**Metin Bölümü**
========================================================================

Bakınız arkadaşlar, bu madde, 5'inci madde, kolluk güçlerinin edindiği istihbaratla araştırma yürüteceğini düzenliyor, kısaca fişlemeyi düzenliyor arkadaşlar. Danıştay ve idare mahkemeleri açık ve net: "İstihbari bilgilerin kesinlikle kamu görevine alınmada bir gösterge sayılmaması gerektiğini, somut veri olması gerektiğini, somut veriler olmadan bu belirsizlikle kesinlikle kamu görevine girişte keyfîlik olacağını, subjektif yaklaşımlar olacağını, hukuk devletinin temelinin subjektif yaklaşımlar olmaması gerektiğini." söylüyor. Biz bunları söylüyoruz ama sizler Anayasa'nın 70'inci maddesinde belirlenen liyakat ilkesini bir kenara itiyorsunuz. Burada ne diyor? "Hizmete alınmada, görevin gerektirdiği niteliklerden başka hiçbir ayırım gözetilemez." Evet, gözetilmemesi gerekiyor. Hukuk ve Anayasa Mahkemesi kararının etrafını dolanıyorsunuz, AYM'nin ihlal gerekçelerini bir kenara itiyorsunuz, kanunilik ve eşitlik ilkesine aykırı davranıp şeffaflık ve öngörülebilirliği bir kenara itip kamusal görevlere katılma hakkını, masumiyet ilkesini ve lekelenmeme hakkını bir kenara itip suç ve cezanın şahsiliğini alenen ihlal eden hükümler getiriyorsunuz arkadaşlar.

Bakınız arkadaşlar, İçişleri Bakanınız Sayın Süleyman Soylu -AKP'de bir büro çalışanı vardı ya- Kürşat Ayvatoğlu meselesinde, bu konuda biz itirazlarımızı ortaya koyunca dedi ki: "Suçun şahsiliğinden bahsediyorum." Yani kendi, AKP'de bir çalışan olduğu zaman, bir yanlış iş yaptığı zaman suçun şahsiliğinden bahsediyor ama vatandaşın işe girmesinde, vatandaşın kamu görevine girmesinde suçun şahsiliği yok; siyasi ayrımcılık var. (CHP sıralarından alkışlar) İlginç bir şey söylüyor geçen gün, bir anda hukuk adamı oluyor Sayın Süleyman Soylu, diyor ki: "Derinlemesine değerlendirmenin yapılmadığı bir yerde hüküm ortaya koymak çok yanlış olur." Arkadaşlar, Süleyman Soylu demiş bunu, derinlemesine değerlendirme yapılması gerekiyormuş, kimin için? AKP'de büro çalışanı Kürşat Ayvatoğlu için. Bu ne perhiz bu ne lahana turşusu arkadaşlar! AKP'ye girişte güvenlik soruşturması yok ya da var ama pudra şekerinde sorun yok arkadaşlar, öyle değil mi? Pudra şekerinde sorun yok. Ama iş sendika, ama iş hak arama, ama iş AKP gibi düşünmeyen muhalifler olursa onlar en ağır suçları işliyorlar; onlar otursunlar, evlatlarını en iyi okullarda okutan babalar anneler otursun, böyle partizan kişiler devlet görevine girsin. Kim fişleyecek? Yürütme fişleyecek. Kim fişleyecek? Kolluk güçleri fişleyecek. Boğaziçinde hak arayan, barışçı bir şekilde gösteri yapan öğrenciler okuldan çıktığı zaman ne yapılacak?

========================================================================

**Ham Veri**
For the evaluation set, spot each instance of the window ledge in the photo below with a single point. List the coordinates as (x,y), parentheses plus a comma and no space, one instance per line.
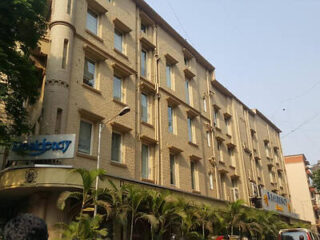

========================================================================

**Görev Listesi**
1. Aşağıdaki (a), (b) ve (c) ifadeleri konuşma metniyle uyuşuyor mu? Her biri için evet ya da hayır deyin ve kararı belirleyen sözleri metinden aynen alıntılayın.
(a) Konuşmacıya göre 5'inci madde kısaca fişlemeyi düzenliyor.
(b) Konuşmacı liyakat ilkesinin Anayasa'nın 70'inci maddesinde belirlendiğini söylüyor.
(c) Konuşmacıya göre AKP'ye girişte pudra şekerinde sorun var.
2. Konuşma metninde "Bakınız arkadaşlar, bu madde" diye başlayan paragrafı temel bilgilerini koruyarak madde madde kısaltın.
3. Konuşma metnine göre aşağıdaki soruları kısaca yanıtlayın.
(a) Mahkemelere göre kamu görevine alınmada istihbari bilgi yerine ne olmalıdır?
(b) İçişleri Bakanı "Suçun şahsiliğinden bahsediyorum." sözünü hangi meselede söyledi?
(c) Konuşmacıya göre fişlemeyi kimler yapacak?

**Yanıtlar**
1.
(a) Evet: "kısaca fişlemeyi düzenliyor arkadaşlar"
(b) Evet: "Anayasa'nın 70'inci maddesinde belirlenen liyakat ilkesini"
(c) Hayır: "Pudra şekerinde sorun yok."

2.
- 5'inci madde, kolluk güçlerinin edindiği istihbaratla araştırma yürütmesini, yani fişlemeyi düzenliyor.
- Danıştay ve idare mahkemelerine göre istihbari bilgiler kamu görevine alınmada gösterge sayılmamalı, somut veri gerekir. Somut veri olmazsa keyfîlik ve subjektif yaklaşımlar ortaya çıkar.
- Konuşmacı, Anayasa'nın 70'inci maddesindeki liyakat ilkesinin bir kenara itildiğini söylüyor. Bu maddeye göre hizmete alınmada görevin gerektirdiği niteliklerden başka hiçbir ayırım gözetilemez.
- Konuşmacıya göre Anayasa Mahkemesi kararının etrafından dolanılıyor, kanunilik ve eşitlik ilkelerine aykırı davranılıyor.
- Yine konuşmacıya göre şeffaflık, öngörülebilirlik, kamusal görevlere katılma hakkı, masumiyet ilkesi ve lekelenmeme hakkı göz ardı ediliyor. Ayrıca suç ve cezanın şahsiliğini ihlal eden hükümler getiriliyor.

3.
(a) Somut veri.
(b) Kürşat Ayvatoğlu meselesinde.
(c) Yürütme ve kolluk güçleri.